* [Work order]: Could you output only the lines from the one containing "If you could tag the ornate" through the last line of the data, both included?

[Opening Information given section]

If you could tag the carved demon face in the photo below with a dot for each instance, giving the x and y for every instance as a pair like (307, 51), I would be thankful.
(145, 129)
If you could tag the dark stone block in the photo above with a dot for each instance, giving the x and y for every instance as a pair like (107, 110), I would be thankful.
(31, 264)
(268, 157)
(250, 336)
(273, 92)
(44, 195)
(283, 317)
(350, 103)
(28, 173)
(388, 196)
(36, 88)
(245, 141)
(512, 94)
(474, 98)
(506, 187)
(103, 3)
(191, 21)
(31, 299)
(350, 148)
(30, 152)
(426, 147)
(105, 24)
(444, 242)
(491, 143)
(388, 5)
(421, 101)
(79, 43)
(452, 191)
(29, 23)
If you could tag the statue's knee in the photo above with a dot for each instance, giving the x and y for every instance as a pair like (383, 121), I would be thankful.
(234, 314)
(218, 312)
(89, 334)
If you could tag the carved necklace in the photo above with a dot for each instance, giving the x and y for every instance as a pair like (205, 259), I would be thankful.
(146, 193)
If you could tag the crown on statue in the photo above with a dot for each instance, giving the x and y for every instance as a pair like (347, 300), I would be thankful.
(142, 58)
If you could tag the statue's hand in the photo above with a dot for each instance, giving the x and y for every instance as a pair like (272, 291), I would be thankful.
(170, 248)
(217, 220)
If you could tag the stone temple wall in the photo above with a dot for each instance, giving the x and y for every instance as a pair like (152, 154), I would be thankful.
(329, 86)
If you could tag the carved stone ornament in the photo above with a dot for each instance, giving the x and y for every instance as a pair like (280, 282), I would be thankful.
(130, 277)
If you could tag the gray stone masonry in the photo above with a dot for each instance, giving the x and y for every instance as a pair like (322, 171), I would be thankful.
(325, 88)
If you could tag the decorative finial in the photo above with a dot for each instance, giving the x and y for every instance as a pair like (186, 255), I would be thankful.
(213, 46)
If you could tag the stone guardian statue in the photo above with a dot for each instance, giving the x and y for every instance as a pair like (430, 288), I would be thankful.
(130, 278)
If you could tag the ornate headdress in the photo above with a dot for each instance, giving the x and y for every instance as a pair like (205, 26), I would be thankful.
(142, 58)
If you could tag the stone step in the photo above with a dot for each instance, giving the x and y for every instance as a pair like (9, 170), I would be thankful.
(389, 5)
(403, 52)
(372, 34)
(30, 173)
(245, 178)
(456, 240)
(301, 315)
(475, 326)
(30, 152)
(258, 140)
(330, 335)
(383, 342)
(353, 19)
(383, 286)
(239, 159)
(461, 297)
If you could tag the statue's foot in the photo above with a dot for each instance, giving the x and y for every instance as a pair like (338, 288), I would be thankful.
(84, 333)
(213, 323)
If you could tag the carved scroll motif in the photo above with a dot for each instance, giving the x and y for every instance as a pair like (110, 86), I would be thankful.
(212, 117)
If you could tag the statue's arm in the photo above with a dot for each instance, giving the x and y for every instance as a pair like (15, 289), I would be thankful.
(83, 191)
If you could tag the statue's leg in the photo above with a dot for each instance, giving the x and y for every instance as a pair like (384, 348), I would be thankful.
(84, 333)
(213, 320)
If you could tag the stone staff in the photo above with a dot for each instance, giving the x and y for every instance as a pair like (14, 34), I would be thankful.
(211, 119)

[Closing Information given section]

* [Solution for this problem]:
If you could tag the ornate headdress in the photo above with a dot for each instance, giving the x and y for every instance as a pair like (205, 26), I would be thankful.
(142, 58)
If you could tag the stone step in the photo above with a dot for each instance, giving the x and y for every instance as a pair like (9, 170), I would be thankful.
(389, 5)
(403, 52)
(372, 34)
(30, 173)
(245, 178)
(456, 240)
(301, 315)
(475, 326)
(30, 152)
(258, 140)
(330, 335)
(383, 342)
(353, 19)
(383, 286)
(239, 159)
(461, 297)
If you could tag the statue's foot in the photo above with a dot for each instance, giving the x and y for every instance as a pair like (338, 288), I would be thankful.
(84, 333)
(213, 323)
If you could tag the carved scroll motif in the photo above with a dot for each instance, giving the x and y for every instance as a pair like (110, 86), I would be thankful.
(212, 117)
If you could tag the statue's arm in the photo above with a dot for each instance, giving the x and y for every instance as a pair like (15, 289), I would be thankful.
(83, 191)
If you could tag the statue's leg in the photo above with a dot for each instance, giving the x and y for every instance as a pair like (384, 348), I would be thankful.
(84, 333)
(213, 320)
If you could tag the stone staff in the photo above with a dot for each instance, giving the x and y for every instance as a pair like (14, 34), I would be thankful.
(211, 119)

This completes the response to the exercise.